Change can be scary when you finally decide to make that career move for a brighter future. While the reasons for wanting to leave may vary—career advancement, better lifestyle fit, greater benefits or compensation package—one constant will likely hold true: when you approach your current employer about tendering your resignation, you will be met with a tempting counteroffer. Should you find yourself in this quagmire of uncertainty, fear not! There are 3 compelling reasons why you should trust your initial instinct to search for a more enriching opportunity and not settle for your employers last minute attempts to pacify you.
1. A counteroffer is a short term fix that rarely addresses the reasons you are dissatisfied.
“A quick fix for a long-standing problem only works for the short term.” Dr. Jacinta Mpalyenkana
While more money, or a new title may be enticing, let’s consider why companies want to negotiate counteroffers in the first place. Simply put, it is a costly headache. It is easier to keep you, their current employee, than undertake the hassle of finding your replacement. Interviewing, onboarding and training someone new has a hefty price tag as well and up to 213% if that’s a senior executive’s salary. Moreover, some industries have a limited talent pool, which can make finding a replacement very difficult. If there is a remote chance that this course of action can be avoided, your boss is going to take it. Used as retention tools, counteroffers may seem on the surface to meet your needs, but they are really about meeting the needs of the company, at the time.

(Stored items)

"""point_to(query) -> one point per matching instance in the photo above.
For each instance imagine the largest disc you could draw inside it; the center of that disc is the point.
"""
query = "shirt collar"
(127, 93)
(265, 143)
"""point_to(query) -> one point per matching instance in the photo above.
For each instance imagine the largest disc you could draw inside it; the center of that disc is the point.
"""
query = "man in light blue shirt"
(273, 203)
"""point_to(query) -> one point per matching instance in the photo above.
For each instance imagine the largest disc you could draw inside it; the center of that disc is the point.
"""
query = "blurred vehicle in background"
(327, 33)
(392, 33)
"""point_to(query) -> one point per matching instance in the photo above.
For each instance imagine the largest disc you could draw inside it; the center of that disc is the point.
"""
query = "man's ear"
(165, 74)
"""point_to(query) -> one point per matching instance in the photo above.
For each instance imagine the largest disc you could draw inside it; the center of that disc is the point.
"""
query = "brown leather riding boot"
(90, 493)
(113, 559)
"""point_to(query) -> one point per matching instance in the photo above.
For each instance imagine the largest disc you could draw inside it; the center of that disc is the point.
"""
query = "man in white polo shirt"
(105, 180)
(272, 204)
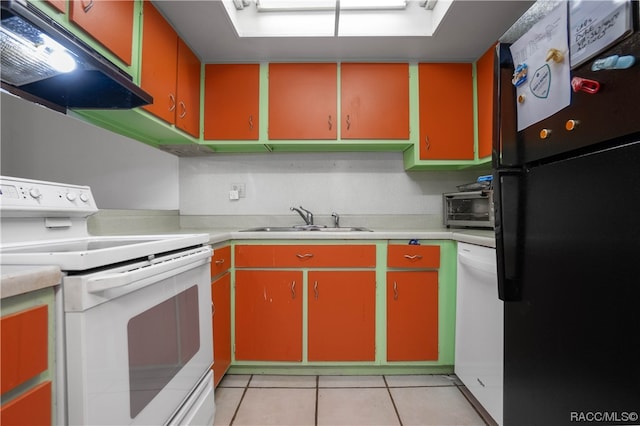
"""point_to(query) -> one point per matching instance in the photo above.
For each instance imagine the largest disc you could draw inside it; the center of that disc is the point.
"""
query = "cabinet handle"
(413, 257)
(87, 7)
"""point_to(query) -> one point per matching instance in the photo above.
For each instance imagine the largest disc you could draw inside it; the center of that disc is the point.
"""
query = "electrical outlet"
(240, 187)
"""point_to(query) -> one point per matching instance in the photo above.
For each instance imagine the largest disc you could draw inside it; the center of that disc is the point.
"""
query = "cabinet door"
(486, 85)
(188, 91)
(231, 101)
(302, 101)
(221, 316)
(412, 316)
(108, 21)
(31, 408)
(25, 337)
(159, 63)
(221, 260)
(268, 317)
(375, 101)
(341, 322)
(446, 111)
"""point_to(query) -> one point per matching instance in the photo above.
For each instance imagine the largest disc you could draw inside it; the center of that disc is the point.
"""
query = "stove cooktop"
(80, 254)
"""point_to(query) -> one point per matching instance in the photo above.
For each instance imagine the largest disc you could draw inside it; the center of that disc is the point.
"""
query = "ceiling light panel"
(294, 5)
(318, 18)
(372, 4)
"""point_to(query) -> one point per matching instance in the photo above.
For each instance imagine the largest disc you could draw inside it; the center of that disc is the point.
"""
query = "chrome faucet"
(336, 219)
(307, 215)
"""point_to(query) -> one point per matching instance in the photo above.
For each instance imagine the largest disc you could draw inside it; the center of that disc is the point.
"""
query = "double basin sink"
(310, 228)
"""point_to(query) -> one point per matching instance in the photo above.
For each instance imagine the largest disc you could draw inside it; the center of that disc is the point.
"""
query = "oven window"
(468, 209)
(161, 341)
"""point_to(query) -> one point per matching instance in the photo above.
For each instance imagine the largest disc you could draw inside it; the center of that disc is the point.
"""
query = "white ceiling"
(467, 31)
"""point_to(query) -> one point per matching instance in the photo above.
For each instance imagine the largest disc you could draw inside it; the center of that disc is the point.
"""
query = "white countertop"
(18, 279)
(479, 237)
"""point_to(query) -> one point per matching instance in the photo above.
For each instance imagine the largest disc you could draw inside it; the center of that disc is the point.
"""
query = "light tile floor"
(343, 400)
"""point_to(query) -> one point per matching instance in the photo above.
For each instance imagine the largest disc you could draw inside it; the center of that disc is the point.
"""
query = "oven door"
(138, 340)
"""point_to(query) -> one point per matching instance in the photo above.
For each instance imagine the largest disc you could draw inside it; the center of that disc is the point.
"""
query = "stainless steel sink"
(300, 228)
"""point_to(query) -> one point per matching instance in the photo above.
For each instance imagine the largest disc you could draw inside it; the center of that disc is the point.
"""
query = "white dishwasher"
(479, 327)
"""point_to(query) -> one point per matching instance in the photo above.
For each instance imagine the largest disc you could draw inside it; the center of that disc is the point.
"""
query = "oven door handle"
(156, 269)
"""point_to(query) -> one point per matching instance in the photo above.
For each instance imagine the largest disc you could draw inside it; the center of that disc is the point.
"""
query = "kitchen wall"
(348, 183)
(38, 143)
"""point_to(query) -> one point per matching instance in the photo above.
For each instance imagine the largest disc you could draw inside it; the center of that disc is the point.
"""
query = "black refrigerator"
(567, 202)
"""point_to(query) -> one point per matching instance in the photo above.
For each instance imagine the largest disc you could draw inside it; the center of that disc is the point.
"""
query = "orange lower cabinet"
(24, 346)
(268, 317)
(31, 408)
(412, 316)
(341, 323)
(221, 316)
...
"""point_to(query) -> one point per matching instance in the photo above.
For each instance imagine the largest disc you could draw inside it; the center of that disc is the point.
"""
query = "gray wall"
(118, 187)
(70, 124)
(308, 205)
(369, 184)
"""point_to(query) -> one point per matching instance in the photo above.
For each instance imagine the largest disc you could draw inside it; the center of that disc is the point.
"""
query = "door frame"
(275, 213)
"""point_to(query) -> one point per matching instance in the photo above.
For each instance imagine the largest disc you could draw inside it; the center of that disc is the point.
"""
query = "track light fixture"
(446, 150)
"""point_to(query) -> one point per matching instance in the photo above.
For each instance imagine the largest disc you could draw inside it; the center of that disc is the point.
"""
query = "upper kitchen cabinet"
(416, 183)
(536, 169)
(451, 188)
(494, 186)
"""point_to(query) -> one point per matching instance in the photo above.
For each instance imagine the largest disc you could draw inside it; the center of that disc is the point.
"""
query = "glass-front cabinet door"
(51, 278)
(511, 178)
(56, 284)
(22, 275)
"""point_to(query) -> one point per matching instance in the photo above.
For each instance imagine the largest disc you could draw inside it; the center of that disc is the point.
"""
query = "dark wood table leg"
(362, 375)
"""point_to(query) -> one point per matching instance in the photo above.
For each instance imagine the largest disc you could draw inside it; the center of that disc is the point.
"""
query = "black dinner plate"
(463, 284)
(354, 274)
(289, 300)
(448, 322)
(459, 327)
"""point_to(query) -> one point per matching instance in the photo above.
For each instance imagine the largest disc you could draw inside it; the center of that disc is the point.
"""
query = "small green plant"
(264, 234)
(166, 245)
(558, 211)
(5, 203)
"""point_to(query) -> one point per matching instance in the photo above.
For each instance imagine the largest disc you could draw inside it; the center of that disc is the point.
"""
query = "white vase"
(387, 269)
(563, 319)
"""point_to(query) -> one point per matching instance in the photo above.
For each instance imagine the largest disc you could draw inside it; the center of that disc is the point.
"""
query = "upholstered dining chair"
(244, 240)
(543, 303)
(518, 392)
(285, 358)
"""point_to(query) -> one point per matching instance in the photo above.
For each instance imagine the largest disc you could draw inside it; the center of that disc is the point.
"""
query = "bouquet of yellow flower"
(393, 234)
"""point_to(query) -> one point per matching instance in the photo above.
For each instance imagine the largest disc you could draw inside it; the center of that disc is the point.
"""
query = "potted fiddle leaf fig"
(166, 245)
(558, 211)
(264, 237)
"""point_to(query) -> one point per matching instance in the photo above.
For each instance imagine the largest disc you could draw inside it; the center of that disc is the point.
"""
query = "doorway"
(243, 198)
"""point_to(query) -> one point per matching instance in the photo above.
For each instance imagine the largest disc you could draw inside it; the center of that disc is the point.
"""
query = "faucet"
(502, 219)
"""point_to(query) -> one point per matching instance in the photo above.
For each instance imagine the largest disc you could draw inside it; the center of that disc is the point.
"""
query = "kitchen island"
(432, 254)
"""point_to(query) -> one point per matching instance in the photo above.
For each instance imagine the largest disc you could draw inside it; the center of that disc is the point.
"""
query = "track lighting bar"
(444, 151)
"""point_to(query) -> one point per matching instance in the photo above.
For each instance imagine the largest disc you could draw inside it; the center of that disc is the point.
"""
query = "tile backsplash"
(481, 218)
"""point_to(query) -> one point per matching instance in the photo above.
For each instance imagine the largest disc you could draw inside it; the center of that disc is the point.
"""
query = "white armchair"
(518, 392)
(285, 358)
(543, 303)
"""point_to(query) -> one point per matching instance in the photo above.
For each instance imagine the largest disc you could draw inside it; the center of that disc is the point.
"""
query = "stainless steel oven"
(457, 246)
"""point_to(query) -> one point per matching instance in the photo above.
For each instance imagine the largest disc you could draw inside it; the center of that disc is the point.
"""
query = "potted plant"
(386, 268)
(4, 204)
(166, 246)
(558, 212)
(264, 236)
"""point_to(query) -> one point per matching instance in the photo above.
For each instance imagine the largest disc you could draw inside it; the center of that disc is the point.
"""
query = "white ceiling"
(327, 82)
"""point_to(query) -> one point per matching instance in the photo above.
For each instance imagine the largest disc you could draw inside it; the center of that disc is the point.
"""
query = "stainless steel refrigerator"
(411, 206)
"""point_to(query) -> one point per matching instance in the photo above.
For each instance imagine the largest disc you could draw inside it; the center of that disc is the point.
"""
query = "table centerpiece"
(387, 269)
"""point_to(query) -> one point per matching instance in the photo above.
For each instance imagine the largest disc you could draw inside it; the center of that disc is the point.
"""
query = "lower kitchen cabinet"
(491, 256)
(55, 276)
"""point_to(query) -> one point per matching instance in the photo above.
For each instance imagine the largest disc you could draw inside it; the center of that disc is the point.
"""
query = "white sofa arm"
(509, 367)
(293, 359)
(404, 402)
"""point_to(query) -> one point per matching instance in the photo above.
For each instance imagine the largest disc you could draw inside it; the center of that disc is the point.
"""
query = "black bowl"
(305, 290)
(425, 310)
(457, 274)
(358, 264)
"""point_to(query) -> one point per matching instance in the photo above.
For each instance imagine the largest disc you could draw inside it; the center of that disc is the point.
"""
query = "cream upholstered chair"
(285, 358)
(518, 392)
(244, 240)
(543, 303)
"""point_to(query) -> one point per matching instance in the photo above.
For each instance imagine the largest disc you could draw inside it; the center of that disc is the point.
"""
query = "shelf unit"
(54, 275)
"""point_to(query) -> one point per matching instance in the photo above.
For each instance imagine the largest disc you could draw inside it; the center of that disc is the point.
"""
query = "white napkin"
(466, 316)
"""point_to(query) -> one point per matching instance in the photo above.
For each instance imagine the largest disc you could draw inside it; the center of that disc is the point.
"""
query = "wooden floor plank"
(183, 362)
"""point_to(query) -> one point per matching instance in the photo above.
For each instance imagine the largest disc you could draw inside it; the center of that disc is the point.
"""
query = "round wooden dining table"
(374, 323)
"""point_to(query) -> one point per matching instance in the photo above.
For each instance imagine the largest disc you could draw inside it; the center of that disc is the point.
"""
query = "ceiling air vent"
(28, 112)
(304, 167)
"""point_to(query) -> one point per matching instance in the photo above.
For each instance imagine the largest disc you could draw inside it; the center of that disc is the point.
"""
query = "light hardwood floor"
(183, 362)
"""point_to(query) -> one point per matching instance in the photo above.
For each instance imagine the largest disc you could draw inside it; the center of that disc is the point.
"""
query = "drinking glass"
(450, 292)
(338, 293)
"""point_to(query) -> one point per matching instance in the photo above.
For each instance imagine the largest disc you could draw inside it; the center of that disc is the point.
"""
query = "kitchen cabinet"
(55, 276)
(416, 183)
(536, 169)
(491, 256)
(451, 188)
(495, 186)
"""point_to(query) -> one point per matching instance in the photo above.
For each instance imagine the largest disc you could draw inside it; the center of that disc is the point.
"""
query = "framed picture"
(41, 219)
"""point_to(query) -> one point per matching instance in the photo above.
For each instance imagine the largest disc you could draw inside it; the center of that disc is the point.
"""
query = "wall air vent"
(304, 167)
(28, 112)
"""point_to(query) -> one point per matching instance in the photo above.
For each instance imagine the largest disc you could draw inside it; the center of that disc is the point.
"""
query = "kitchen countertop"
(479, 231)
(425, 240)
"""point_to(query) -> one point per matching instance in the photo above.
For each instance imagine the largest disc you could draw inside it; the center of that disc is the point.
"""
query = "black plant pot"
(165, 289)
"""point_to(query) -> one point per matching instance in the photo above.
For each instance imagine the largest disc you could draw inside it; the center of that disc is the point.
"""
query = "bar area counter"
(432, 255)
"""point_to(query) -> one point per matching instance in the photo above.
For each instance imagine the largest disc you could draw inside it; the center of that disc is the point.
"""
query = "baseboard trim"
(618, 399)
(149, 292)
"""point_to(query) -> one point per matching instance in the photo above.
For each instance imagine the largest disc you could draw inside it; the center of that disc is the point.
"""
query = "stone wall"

▶ SET OF TASKS:
1 > Translate this sentence from the counteroffer article into Spanish: "Moreover, some industries have a limited talent pool, which can make finding a replacement very difficult."
2 > Pull out every line of the entries that contains the string "black", matching case exactly.

▶ ANSWERS BY TASK:
1 > Además, algunas industrias tienen una reserva de talento limitada, lo que puede hacer que encontrar un reemplazo sea muy difícil.

2 >
query = "black refrigerator"
query = "black dinner plate"
query = "black bowl"
query = "black plant pot"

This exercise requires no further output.